DIRECTIONS: Repeat the material below word for word, keeping every line unchanged.

— start of ENTRIES SHOWN —

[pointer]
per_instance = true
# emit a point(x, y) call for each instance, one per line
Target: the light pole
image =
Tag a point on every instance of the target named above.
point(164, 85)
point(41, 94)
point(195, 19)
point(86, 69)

— end of ENTRIES SHOWN —

FULL RESPONSE:
[pointer]
per_instance = true
# emit a point(x, y) call for each instance, one per line
Target: the light pole
image =
Tag a point on every instance of the target named above.
point(164, 85)
point(41, 94)
point(195, 19)
point(86, 69)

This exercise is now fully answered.